SOURCE EXCERPT:
----
The Journey of Hope: Shimini 5778

Hope’ is the thing with feathers—
That perches in the soul—
And sings the tune without the words—
And never stops—at all—

And sweetest—in the Gale—is heard—
And sore must be the storm—
That could abash the little Bird
That kept so many warm—

I’ve heard it in the chillest land—
And on the strangest Sea—
Yet, never, in Extremity,
It asked a crumb—of Me.

Emily Dickinson

So what is hope? And why talk about it today?

Today we at a moment in between, between Yom HaShoah, Holocaust Memorial Day, and Yom Ha’Atzmaut, Israel Independence Day. So today, we must find hope. This is what Elie Wiesel said in an interview with Reform Judaism:

“We must ask ourselves the painful questions: ‘Have we survivors done our duty?’ ‘Has our warning been properly articulated?’ ‘Has our message been accurately communicated?’ ‘Have we acted as true witnesses?’ It is with fear and trembling that we often reach the conclusion: something went wrong with our testimony; it was not received. Otherwise, things would have been different…. Had anyone told us when we were liberated that we would be compelled in our lifetime to fight anti-Semitism once more… we would have had no strength to lift our eyes from the ruins. If only we could tell the tale, we thought, the world would change. Well, we have told the tale, and the world has remained the same….
----
SUPPLIED DATA:
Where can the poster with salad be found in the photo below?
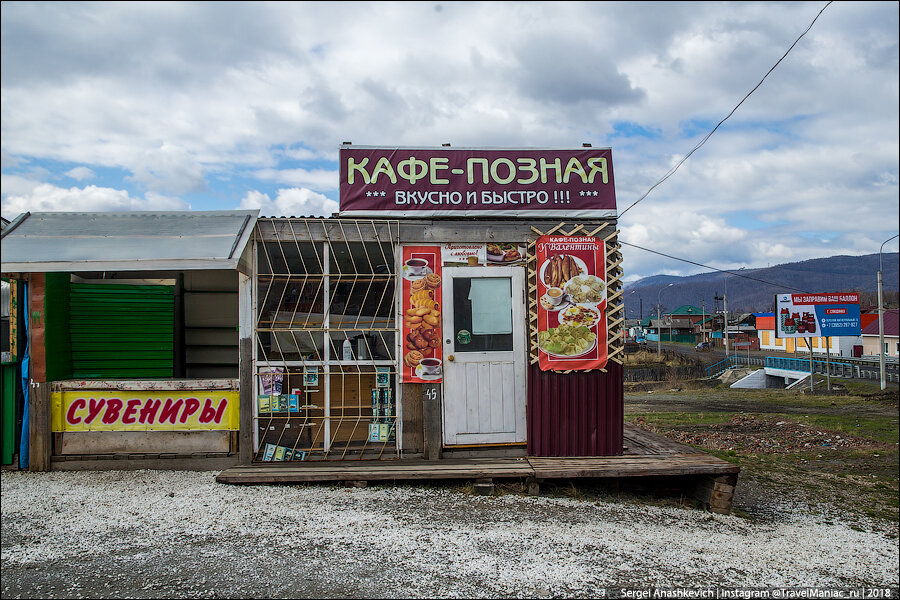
----
YOUR TASKS:
1. In the text on hope, which two days does the writer say today falls between?
2. Write the next part of the text on hope, continuing on from its last sentence.

THE RESULTS:
1. Yom HaShoah (Holocaust Memorial Day) and Yom Ha'Atzmaut (Israel Independence Day).

2.
And yet, we shall not give up, we shall not give in. It may be too late for the victims and even for the survivors – but not for our children, not for mankind. Yes, in an age tainted by violence, we must teach coming generations of the origins and consequences of violence. In a society of bigotry and indifference, we must tell our contemporaries that whatever the answer, it must grow out of human compassion and reflect man’s relentless quest for justice and memory.”

That’s forward thinking. That’s hope.

Elie Wiesel worked for a time where there would never be a holocaust again—to anyone, at anytime, any place. He, together with the US Holocaust Museum and American Jewish World Service was one of the leaders of the Save Darfur campaign and a massive rally in Washington DC, in 2006.

That’s forward thinking. That’s hope.

American Jewish World Service is at the vanguard of pushing for protections for the Rohinga. As one of their recent travel study tours participants, Carol Weitz “We, as Jews, have a sacred responsibility to the larger world and if we truly strive for a better world, then we cannot turn our backs on others who are denied their human rights.”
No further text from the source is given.